**WORK REQUIRED**.
Write out every entry below word for word, with nothing changed.
-- RECORDS PROVIDED follows --
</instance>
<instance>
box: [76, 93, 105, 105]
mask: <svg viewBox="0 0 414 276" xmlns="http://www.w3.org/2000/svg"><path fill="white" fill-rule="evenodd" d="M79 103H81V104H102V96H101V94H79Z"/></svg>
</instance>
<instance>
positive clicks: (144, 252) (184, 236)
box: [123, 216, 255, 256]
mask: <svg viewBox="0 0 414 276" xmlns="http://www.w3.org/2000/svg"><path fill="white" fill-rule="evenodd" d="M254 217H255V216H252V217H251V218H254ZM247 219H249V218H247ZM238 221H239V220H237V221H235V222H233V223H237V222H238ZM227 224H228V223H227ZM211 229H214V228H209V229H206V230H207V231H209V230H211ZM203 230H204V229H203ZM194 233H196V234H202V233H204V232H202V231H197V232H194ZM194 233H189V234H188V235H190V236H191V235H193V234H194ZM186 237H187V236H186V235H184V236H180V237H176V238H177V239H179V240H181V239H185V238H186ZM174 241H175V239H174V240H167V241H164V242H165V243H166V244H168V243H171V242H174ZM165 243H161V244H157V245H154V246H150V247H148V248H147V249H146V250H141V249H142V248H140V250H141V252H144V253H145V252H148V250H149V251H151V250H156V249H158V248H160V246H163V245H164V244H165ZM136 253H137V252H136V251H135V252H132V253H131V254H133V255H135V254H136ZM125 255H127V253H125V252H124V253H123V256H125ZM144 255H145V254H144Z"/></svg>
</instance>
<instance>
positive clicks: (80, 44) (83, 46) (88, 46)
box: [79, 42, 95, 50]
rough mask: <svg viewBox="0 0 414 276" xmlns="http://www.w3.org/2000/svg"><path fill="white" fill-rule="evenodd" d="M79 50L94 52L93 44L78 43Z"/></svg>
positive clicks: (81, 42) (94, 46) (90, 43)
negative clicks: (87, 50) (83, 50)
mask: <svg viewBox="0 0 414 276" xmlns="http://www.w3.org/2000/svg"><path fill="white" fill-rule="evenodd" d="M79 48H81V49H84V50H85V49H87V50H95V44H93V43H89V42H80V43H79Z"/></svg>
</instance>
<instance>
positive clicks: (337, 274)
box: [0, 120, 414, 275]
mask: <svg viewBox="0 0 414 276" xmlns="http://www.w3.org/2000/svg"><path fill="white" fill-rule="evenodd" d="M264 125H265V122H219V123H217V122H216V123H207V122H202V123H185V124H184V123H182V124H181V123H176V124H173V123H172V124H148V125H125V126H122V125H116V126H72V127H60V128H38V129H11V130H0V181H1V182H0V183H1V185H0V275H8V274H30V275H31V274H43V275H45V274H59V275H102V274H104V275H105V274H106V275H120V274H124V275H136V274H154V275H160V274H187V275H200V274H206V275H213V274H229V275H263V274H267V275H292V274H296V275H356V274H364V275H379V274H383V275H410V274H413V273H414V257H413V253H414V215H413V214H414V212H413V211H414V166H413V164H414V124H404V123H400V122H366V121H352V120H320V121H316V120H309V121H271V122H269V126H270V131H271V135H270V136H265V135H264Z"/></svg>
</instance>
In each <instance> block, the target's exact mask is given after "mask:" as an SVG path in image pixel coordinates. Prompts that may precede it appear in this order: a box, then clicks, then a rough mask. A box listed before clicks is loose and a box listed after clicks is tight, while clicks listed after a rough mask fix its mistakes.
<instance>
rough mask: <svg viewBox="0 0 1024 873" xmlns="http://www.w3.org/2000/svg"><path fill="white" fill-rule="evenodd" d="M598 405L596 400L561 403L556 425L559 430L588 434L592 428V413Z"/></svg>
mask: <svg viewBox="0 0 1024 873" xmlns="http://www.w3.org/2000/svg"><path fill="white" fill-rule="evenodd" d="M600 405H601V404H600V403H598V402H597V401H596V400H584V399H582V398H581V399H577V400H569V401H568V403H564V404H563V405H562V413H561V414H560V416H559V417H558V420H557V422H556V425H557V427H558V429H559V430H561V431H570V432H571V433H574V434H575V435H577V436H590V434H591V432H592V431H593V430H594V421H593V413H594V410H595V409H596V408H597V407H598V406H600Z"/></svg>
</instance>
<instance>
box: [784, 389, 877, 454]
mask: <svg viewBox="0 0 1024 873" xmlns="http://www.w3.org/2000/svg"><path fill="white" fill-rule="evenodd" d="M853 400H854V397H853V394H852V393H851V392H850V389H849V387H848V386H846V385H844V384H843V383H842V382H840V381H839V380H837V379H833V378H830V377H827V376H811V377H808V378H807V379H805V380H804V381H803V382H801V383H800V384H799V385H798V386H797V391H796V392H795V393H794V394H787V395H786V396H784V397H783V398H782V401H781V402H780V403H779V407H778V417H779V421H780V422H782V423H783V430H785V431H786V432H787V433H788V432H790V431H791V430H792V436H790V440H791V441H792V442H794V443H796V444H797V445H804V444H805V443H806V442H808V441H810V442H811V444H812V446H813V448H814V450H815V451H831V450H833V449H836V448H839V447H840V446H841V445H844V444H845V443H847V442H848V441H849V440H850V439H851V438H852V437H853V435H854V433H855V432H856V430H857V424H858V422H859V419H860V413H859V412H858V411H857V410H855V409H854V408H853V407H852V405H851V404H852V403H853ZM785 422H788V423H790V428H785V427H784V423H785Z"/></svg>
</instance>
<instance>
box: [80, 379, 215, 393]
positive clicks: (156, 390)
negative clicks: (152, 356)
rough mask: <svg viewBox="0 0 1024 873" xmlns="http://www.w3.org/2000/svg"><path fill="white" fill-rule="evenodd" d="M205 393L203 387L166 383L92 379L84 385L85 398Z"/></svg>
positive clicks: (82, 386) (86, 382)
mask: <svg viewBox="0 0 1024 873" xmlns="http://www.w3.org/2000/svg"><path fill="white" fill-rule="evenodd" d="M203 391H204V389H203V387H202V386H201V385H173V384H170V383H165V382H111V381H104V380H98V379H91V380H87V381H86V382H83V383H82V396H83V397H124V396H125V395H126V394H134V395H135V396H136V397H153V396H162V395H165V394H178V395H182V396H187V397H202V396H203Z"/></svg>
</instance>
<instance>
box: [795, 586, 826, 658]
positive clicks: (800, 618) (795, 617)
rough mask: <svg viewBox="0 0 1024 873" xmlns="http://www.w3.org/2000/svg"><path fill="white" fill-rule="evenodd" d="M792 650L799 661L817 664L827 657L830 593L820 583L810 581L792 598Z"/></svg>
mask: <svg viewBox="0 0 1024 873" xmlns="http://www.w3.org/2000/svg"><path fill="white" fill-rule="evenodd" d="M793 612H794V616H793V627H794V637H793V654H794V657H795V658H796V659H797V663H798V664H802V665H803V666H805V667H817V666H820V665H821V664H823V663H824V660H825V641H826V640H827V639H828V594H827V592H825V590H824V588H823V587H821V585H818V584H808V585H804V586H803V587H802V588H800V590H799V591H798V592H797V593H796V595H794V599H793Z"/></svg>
-- RECORDS PROVIDED concluded --
**SOLUTION FOR THIS TASK**.
</instance>
<instance>
box: [76, 93, 105, 105]
mask: <svg viewBox="0 0 414 276" xmlns="http://www.w3.org/2000/svg"><path fill="white" fill-rule="evenodd" d="M79 103H81V104H102V96H101V94H79Z"/></svg>
</instance>
<instance>
positive clicks: (144, 252) (184, 236)
box: [123, 216, 255, 256]
mask: <svg viewBox="0 0 414 276" xmlns="http://www.w3.org/2000/svg"><path fill="white" fill-rule="evenodd" d="M254 217H255V216H252V217H251V218H254ZM247 219H249V218H247ZM238 221H239V220H237V221H235V222H233V223H237V222H238ZM227 224H228V223H227ZM211 229H214V228H209V229H206V230H207V231H209V230H211ZM203 230H204V229H203ZM194 233H196V234H202V233H204V232H202V231H197V232H194ZM194 233H189V234H188V235H190V236H191V235H193V234H194ZM186 237H187V236H186V235H184V236H180V237H176V238H177V239H179V240H181V239H185V238H186ZM174 241H175V239H174V240H167V241H164V242H165V243H166V244H168V243H171V242H174ZM165 243H161V244H157V245H154V246H150V247H148V248H147V249H146V250H141V249H142V248H140V250H141V252H144V253H145V252H148V250H149V251H151V250H156V249H158V248H160V246H163V245H164V244H165ZM136 253H137V252H136V251H135V252H132V253H131V254H133V255H135V254H136ZM125 255H127V253H125V252H124V253H123V256H125ZM144 255H145V254H144Z"/></svg>
</instance>
<instance>
positive clicks: (80, 44) (83, 46) (88, 46)
box: [79, 42, 95, 50]
rough mask: <svg viewBox="0 0 414 276" xmlns="http://www.w3.org/2000/svg"><path fill="white" fill-rule="evenodd" d="M79 50L94 52L93 44L78 43Z"/></svg>
positive clicks: (81, 42) (94, 46) (90, 43)
negative clicks: (87, 50) (83, 50)
mask: <svg viewBox="0 0 414 276" xmlns="http://www.w3.org/2000/svg"><path fill="white" fill-rule="evenodd" d="M79 48H81V49H84V50H85V49H87V50H95V44H93V43H89V42H80V43H79Z"/></svg>
</instance>
<instance>
positive clicks: (337, 274)
box: [0, 120, 414, 275]
mask: <svg viewBox="0 0 414 276" xmlns="http://www.w3.org/2000/svg"><path fill="white" fill-rule="evenodd" d="M264 125H265V122H219V123H217V122H216V123H207V122H202V123H185V124H184V123H182V124H181V123H176V124H173V123H172V124H148V125H125V126H122V125H116V126H72V127H60V128H38V129H11V130H0V181H1V182H0V183H1V185H0V275H8V274H30V275H31V274H43V275H45V274H59V275H102V274H104V275H105V274H106V275H120V274H124V275H136V274H154V275H160V274H187V275H200V274H206V275H213V274H229V275H263V274H267V275H292V274H296V275H356V274H364V275H379V274H383V275H410V274H413V273H414V257H413V253H414V215H413V214H414V212H413V211H414V166H413V164H414V124H404V123H400V122H366V121H352V120H320V121H316V120H309V121H271V122H269V126H270V131H271V135H270V136H265V135H264Z"/></svg>
</instance>
In each <instance> block, the target's exact mask is given after "mask:" as an SVG path in image pixel coordinates. Prompts that may precede it appear in this order: a box, then clicks, then a rough mask. A box listed before clicks is loose and a box listed after clicks is tight, while clicks listed after a rough mask fix its mistakes.
<instance>
rough mask: <svg viewBox="0 0 1024 873" xmlns="http://www.w3.org/2000/svg"><path fill="white" fill-rule="evenodd" d="M598 405L596 400L561 403L556 425L559 430L588 434L592 428V413Z"/></svg>
mask: <svg viewBox="0 0 1024 873" xmlns="http://www.w3.org/2000/svg"><path fill="white" fill-rule="evenodd" d="M600 405H601V404H600V403H598V402H597V401H596V400H584V399H582V398H581V399H577V400H569V401H568V403H564V404H563V405H562V413H561V414H560V416H559V417H558V420H557V422H556V425H557V427H558V429H559V430H561V431H570V432H571V433H574V434H575V435H577V436H590V434H591V432H592V431H593V430H594V421H593V413H594V410H595V409H596V408H597V407H598V406H600Z"/></svg>
</instance>
<instance>
box: [784, 389, 877, 454]
mask: <svg viewBox="0 0 1024 873" xmlns="http://www.w3.org/2000/svg"><path fill="white" fill-rule="evenodd" d="M853 400H854V397H853V394H852V393H851V392H850V389H849V387H848V386H846V385H844V384H843V383H842V382H840V381H839V380H837V379H833V378H830V377H827V376H811V377H808V378H807V379H805V380H804V381H803V382H801V383H800V384H799V385H798V386H797V391H796V392H795V393H794V394H787V395H786V396H784V397H783V398H782V401H781V402H780V403H779V407H778V417H779V421H780V422H782V423H783V430H785V431H786V432H787V433H788V432H790V431H791V430H792V436H790V440H791V441H792V442H794V443H796V444H797V445H804V444H805V443H806V442H808V441H810V442H811V444H812V446H813V448H814V450H815V451H831V450H833V449H836V448H839V447H840V446H841V445H844V444H845V443H847V442H848V441H849V440H850V439H851V438H852V437H853V435H854V433H855V432H856V430H857V424H858V422H859V419H860V413H859V412H858V411H857V410H855V409H854V408H853V407H852V405H851V404H852V403H853ZM785 422H788V423H790V428H785V427H784V423H785Z"/></svg>
</instance>
<instance>
box: [80, 379, 215, 393]
positive clicks: (156, 390)
negative clicks: (152, 356)
rough mask: <svg viewBox="0 0 1024 873" xmlns="http://www.w3.org/2000/svg"><path fill="white" fill-rule="evenodd" d="M205 393L203 387L166 383L92 379L84 385L85 398Z"/></svg>
positive clicks: (82, 386) (86, 382)
mask: <svg viewBox="0 0 1024 873" xmlns="http://www.w3.org/2000/svg"><path fill="white" fill-rule="evenodd" d="M203 391H204V389H203V387H202V386H201V385H173V384H170V383H165V382H111V381H104V380H98V379H91V380H87V381H86V382H83V383H82V396H83V397H124V396H125V395H126V394H134V395H135V396H136V397H153V396H162V395H165V394H178V395H182V396H187V397H202V396H203Z"/></svg>
</instance>
<instance>
box: [795, 586, 826, 658]
positive clicks: (800, 618) (795, 617)
rough mask: <svg viewBox="0 0 1024 873" xmlns="http://www.w3.org/2000/svg"><path fill="white" fill-rule="evenodd" d="M792 650L799 661L817 664L827 657L830 593L820 583L810 581L792 598Z"/></svg>
mask: <svg viewBox="0 0 1024 873" xmlns="http://www.w3.org/2000/svg"><path fill="white" fill-rule="evenodd" d="M793 612H794V616H793V627H794V637H793V654H794V657H795V658H796V659H797V663H798V664H802V665H803V666H805V667H817V666H820V665H821V664H823V663H824V660H825V641H826V640H827V639H828V594H827V592H825V590H824V588H823V587H821V585H818V584H808V585H804V586H803V587H802V588H800V590H799V591H798V592H797V593H796V595H794V599H793Z"/></svg>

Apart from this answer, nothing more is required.